(Quellenauszug)

Sondersitzung des Innenausschusses Medienexperten kritisieren Maaßen scharf

Verfassungsschutzchef Hans-Georg Maaßen und Bundesinnenminister Horst Seehofer
Berlin Mit scharfer Kritik hat die Organisation „Reporter ohne Grenzen“ (ROG) auf mutmaßliche Äußerungen von Verfassungsschutzpräsident Hans-Georg Maaßen reagiert, der Medien Fehler in der Berichterstattung über die Vorfälle in Chemnitz vorgeworfen haben soll. Maaßen soll nach Angaben aus Teilnehmerkreisen am Mittwoch bei der Sondersitzung des Bundestags-Innenausschusses mit Blick auf die Medien gesagt haben, man solle „Hetzjagden nicht herbeischreiben“.

(Bereitgestellte Daten)
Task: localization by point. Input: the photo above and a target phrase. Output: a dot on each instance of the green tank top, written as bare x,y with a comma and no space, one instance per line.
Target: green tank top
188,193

(Aufgaben)
**1)** Beantworten Sie anhand des Texts über die Kritik an Maaßen diese drei Fragen:
(a) Welche Organisation hat mit scharfer Kritik reagiert?
(b) Auf die Berichterstattung über welche Vorfälle bezog sich der Vorwurf an die Medien?
(c) An welchem Wochentag fand die Sondersitzung des Bundestags-Innenausschusses statt?
**2)** Fassen Sie den Absatz des Texts über die Kritik an Maaßen, der mit „Berlin Mit scharfer Kritik“ beginnt, als Stichpunktliste zusammen und behalten Sie die wesentlichen Fakten bei.
**3)** Setzen Sie den Text über die Kritik an Maaßen im Anschluss an seinen letzten Satz fort.
Die Daten sind eigenständiges Material und gehören nicht zum Text über die Kritik an Maaßen.

(Antworten)
**1)**
(a) „Reporter ohne Grenzen“ (ROG)
(b) Auf die Vorfälle in Chemnitz
(c) Am Mittwoch

**2)**
- „Reporter ohne Grenzen“ (ROG) kritisiert Verfassungsschutzpräsident Hans-Georg Maaßen scharf.
- Anlass sind mutmaßliche Äußerungen Maaßens. Er soll Medien Fehler in der Berichterstattung über die Vorfälle in Chemnitz vorgeworfen haben.
- Nach Angaben aus Teilnehmerkreisen soll Maaßen am Mittwoch in der Sondersitzung des Bundestags-Innenausschusses gesagt haben, man solle „Hetzjagden nicht herbeischreiben“.

**3)**
ROG-Geschäftsführer Christian Mihr sagte dazu dem Handelsblatt: „Bei den Protesten in Chemnitz herrschte ein medienfeindliches Klima, wie wir es seit dem Beginn der Pegida-Bewegung im Jahr 2015 nicht mehr erlebt haben. Sollte es zutreffen, was Teilnehmer an der Innenausschuss-Sitzung berichten, dann verstärkt Maaßen mit seiner pauschalen Medienkritik dieses feindselige Klima gegen Journalisten in Deutschland.“ Eine solche Medienkritik lenke davon ab, dass Journalisten, die über Proteste rechter Gruppen berichteten, ohnehin regelmäßig Angriffen und Anfeindungen durch Demonstranten ausgesetzt seien.
Im Übrigen sei es die Aufgabe von Journalismus zu beschreiben, was ist, betonte Mihr. Und wie nicht zuletzt Recherchen des ZDF-Magazins „Frontal 21“ offenbart hätten, habe auch die Polizei in einem „Lagefilm“ beschrieben, wie Vermummte in Chemnitz auf Jagd gegen Ausländer gegangen seien.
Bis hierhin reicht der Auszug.